ASSIGNMENT: Across the whole listing, find how many lines contain "palm", then write that number and nothing else.

RECORDS SHOWN:
▼▼▼
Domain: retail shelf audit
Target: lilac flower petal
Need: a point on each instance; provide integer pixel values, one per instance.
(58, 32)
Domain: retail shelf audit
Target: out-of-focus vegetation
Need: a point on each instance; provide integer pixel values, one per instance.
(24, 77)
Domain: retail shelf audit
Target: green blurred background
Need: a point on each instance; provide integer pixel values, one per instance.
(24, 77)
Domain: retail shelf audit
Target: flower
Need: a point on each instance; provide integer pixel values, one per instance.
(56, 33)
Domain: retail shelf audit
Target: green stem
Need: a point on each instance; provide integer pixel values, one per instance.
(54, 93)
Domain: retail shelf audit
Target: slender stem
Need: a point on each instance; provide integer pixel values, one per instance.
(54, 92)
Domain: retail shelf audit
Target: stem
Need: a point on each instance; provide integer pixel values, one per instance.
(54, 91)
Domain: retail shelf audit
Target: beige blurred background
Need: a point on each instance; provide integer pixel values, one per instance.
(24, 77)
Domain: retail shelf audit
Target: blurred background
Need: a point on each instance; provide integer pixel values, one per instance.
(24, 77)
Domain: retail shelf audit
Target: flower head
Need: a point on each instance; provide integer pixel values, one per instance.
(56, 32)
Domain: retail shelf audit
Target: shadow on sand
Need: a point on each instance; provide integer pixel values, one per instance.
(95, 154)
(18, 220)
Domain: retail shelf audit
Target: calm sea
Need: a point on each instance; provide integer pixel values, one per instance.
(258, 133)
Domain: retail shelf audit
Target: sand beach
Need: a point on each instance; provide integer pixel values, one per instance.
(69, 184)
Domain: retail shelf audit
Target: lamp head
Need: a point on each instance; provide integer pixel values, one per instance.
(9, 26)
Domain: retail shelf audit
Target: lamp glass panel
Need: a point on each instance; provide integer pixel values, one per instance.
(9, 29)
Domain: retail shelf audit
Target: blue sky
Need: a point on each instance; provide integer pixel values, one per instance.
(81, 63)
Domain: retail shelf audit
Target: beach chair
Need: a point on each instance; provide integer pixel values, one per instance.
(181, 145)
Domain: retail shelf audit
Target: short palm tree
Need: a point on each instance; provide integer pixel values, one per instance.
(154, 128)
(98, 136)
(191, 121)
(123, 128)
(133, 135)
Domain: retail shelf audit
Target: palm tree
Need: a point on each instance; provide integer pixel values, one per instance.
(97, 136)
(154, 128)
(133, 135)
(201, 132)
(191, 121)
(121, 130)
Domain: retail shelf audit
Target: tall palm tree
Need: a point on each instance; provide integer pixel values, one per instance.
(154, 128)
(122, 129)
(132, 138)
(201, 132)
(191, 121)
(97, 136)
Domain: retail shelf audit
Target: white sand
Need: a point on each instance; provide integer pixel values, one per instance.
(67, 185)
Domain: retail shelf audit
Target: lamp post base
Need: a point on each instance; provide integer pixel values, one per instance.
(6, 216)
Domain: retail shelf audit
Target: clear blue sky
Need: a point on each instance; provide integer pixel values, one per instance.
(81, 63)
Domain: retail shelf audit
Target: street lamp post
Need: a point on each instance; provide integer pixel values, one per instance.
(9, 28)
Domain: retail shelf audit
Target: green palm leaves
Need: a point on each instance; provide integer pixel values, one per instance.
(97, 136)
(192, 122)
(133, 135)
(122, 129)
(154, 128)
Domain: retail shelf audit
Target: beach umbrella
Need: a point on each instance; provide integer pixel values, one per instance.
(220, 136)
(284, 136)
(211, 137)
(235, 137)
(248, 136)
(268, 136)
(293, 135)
▲▲▲
TASK SOLUTION: 4